> _Provided passage_:
---

I had the loveliest early pregnancy support where they scanned me every week. And this was the NHS. Someone with your history needs regular scans. Ask for them. Good luck.

minesacheeseandpicklesandwich · 17/02/2009 19:13

I had a miscarriage at 8 weeks last year so when I got pains and a missed period my doctor sent me straight off to the the Early Pregnancy Clinic for a scan. They saw something, though I didn't want to look, and they booked me in for 10 days later. The woman said she could see a heartbeat and they'd see me for a regular scan at 20 weeks. Went to the doctor with the info next day and asked why not at 12 weeks, why so long a wait? The doctor said it was because they were not worried, with a visible heartbeat the risk went from 25% to 2%. Needless to say I burst into tears... I'm still worrying and still not wanting to plan too much, just in case - and I'm at 23 weeks now! Good luck to you and take every day as it comes.

homicidalmatriach · 17/02/2009 19:32

Apparently something like 70% of miscarriages occur before eight weeks - which is about genetics mostly - if the embryo has a severe problem it tends to fail at this point and not get far enough to have a heartbeat.

In your case, your last pregnancy was ectopic so there was no necessarily anything wrong with the fetus other than it was lodged in the wrong place. So there is no reason to think you will have any problems this time.

---

> _Data under study_:

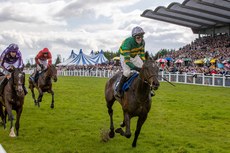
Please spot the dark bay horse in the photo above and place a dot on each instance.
(12, 98)
(44, 84)
(135, 102)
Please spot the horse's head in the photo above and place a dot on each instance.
(18, 77)
(53, 72)
(149, 74)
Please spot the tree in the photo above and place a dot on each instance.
(58, 60)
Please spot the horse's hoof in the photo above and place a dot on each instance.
(118, 130)
(134, 145)
(122, 124)
(128, 135)
(111, 134)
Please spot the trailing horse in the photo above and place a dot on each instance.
(135, 102)
(12, 98)
(44, 84)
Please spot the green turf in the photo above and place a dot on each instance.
(183, 119)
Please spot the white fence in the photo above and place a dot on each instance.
(192, 78)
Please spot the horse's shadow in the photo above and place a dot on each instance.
(44, 84)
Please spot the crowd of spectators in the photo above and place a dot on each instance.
(208, 55)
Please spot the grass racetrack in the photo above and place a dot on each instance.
(183, 119)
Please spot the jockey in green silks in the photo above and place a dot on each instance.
(132, 55)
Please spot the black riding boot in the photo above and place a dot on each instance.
(25, 90)
(34, 76)
(3, 84)
(152, 93)
(119, 89)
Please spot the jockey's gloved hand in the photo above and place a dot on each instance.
(42, 66)
(11, 69)
(137, 69)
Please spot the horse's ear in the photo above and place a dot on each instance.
(147, 55)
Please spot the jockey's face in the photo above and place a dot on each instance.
(139, 38)
(45, 54)
(12, 54)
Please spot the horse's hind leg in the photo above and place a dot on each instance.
(17, 125)
(33, 95)
(52, 103)
(126, 123)
(11, 118)
(140, 122)
(110, 111)
(3, 116)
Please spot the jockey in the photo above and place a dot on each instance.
(10, 58)
(132, 55)
(43, 60)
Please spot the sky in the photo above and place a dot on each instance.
(66, 25)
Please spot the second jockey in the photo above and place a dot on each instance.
(10, 58)
(43, 60)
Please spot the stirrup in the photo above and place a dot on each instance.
(152, 93)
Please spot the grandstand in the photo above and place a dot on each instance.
(210, 19)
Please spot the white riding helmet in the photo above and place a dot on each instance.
(137, 31)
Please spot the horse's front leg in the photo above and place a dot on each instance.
(110, 112)
(17, 125)
(126, 121)
(33, 96)
(52, 103)
(3, 116)
(40, 96)
(11, 118)
(140, 122)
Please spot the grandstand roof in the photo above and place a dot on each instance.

---

> _Exercise_:
Can you reproduce everything in the early-pregnancy-scan thread from "homicidalmatriach · 17/02/2009" down to "have a heartbeat." word for word?

> _Solution to this problem_:
homicidalmatriach · 17/02/2009 19:32

Apparently something like 70% of miscarriages occur before eight weeks - which is about genetics mostly - if the embryo has a severe problem it tends to fail at this point and not get far enough to have a heartbeat.